抽出した行:
↓
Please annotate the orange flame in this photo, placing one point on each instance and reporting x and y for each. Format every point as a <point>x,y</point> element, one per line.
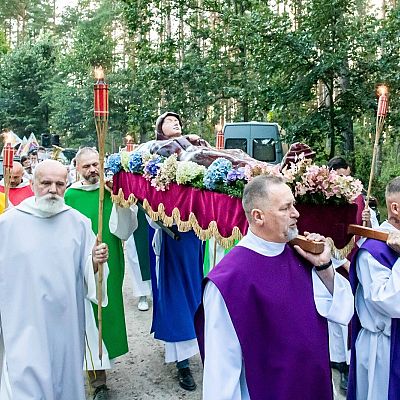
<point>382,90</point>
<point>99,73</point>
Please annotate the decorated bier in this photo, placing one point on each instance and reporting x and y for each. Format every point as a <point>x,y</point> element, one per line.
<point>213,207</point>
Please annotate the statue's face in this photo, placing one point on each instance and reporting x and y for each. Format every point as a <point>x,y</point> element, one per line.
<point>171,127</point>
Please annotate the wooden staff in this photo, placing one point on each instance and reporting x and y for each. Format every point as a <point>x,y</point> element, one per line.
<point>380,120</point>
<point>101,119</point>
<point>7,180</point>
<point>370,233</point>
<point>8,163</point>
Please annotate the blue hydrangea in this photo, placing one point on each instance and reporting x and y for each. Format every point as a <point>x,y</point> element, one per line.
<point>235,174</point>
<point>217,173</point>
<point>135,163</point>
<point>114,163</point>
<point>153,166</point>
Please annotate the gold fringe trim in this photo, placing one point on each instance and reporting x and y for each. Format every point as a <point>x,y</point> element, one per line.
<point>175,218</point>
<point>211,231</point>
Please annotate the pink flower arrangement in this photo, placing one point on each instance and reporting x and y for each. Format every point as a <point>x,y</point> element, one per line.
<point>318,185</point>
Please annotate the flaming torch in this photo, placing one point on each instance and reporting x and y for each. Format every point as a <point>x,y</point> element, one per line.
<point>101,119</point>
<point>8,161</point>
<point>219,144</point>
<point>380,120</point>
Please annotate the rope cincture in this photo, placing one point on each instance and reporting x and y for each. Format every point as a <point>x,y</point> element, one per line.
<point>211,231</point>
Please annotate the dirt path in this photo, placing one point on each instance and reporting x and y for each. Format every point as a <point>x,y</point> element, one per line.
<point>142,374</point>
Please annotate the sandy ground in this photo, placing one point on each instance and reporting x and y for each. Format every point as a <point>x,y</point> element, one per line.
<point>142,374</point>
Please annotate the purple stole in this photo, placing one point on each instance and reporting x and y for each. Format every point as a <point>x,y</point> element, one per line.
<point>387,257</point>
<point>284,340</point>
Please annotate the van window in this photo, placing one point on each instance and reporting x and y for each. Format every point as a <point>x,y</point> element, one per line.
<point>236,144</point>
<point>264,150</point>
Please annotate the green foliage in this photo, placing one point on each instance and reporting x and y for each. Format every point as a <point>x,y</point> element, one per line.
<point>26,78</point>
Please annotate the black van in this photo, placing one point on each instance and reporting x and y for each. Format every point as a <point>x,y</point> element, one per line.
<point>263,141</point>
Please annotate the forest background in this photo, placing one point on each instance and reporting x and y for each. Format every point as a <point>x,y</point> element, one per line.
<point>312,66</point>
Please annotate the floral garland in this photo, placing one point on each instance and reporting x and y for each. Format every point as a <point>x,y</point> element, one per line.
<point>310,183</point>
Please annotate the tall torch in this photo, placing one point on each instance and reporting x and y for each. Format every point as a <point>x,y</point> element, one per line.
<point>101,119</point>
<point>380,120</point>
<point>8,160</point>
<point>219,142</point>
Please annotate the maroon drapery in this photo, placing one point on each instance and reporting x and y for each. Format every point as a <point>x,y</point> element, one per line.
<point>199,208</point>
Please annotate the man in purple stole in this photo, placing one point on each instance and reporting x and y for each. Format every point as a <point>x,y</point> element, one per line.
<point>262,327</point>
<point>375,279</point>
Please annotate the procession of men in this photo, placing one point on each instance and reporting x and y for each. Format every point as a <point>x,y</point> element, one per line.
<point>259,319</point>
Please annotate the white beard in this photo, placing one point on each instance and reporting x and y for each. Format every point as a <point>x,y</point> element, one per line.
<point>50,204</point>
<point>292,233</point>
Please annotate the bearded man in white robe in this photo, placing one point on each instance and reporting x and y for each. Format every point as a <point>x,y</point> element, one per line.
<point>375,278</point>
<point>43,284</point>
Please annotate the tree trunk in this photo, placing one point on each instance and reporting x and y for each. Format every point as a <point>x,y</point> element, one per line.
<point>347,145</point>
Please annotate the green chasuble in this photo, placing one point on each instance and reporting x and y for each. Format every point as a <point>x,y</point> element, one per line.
↑
やること: 「Please annotate the wooden」を含む行から「<point>8,163</point>」を含む行まで（両端を含む）を、「wooden staff」を「walking stick」に差し替え、ほかは一切変えずに書き出すこと。その範囲の行だけを示す。

記述解答:
Please annotate the walking stick in this photo, placing one point on each instance and reporting x and y for each. Format every point as a <point>x,y</point> element, one per line.
<point>380,120</point>
<point>101,119</point>
<point>7,180</point>
<point>370,233</point>
<point>8,163</point>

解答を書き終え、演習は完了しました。